[Natural language region descriptions]

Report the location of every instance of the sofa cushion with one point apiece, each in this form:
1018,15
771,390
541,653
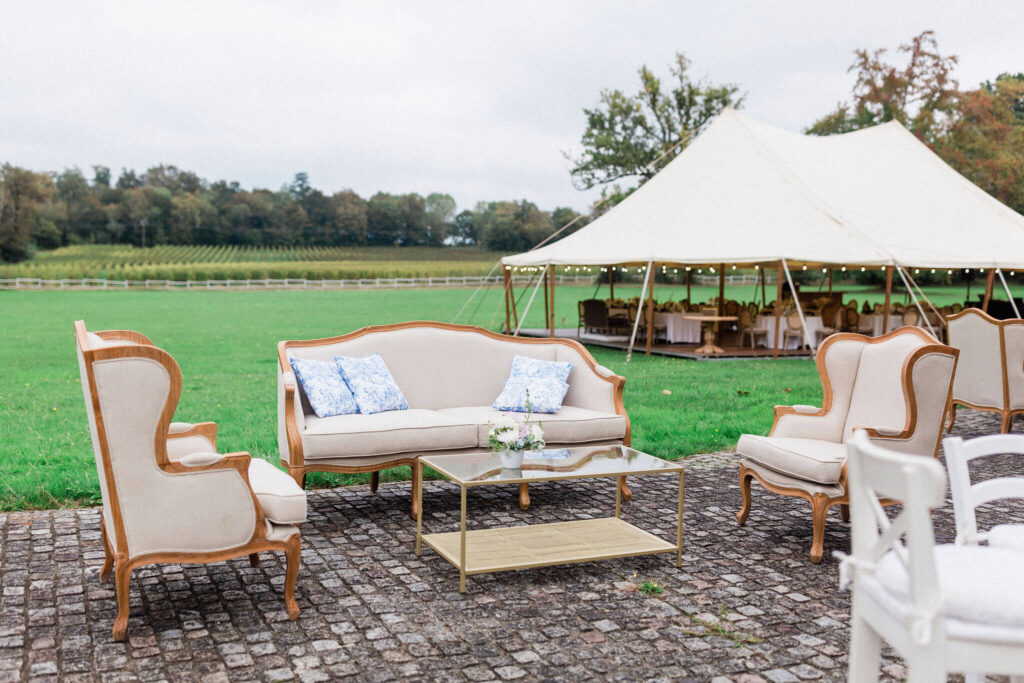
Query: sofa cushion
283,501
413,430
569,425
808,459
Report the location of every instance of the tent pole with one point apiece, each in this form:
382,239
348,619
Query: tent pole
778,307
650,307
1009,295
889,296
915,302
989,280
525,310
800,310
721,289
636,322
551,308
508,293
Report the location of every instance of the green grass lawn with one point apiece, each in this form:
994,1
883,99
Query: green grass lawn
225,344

* * *

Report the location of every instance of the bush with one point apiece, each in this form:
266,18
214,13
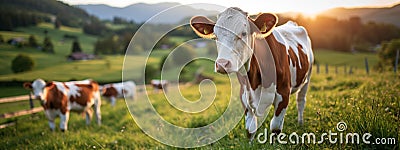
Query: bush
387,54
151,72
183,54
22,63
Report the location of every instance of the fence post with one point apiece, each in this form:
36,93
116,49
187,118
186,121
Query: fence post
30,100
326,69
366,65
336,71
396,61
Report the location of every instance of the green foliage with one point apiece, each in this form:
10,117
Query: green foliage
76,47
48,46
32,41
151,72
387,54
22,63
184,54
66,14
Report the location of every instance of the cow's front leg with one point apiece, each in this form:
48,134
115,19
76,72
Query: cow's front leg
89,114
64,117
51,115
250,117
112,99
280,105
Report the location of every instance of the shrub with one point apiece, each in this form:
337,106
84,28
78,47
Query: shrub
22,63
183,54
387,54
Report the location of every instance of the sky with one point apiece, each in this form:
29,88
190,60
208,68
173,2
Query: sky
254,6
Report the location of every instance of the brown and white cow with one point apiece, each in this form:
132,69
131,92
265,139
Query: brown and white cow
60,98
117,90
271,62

## Work instructions
Give the number of lines in the data that contain the string "with", and nothing else.

## Reply
10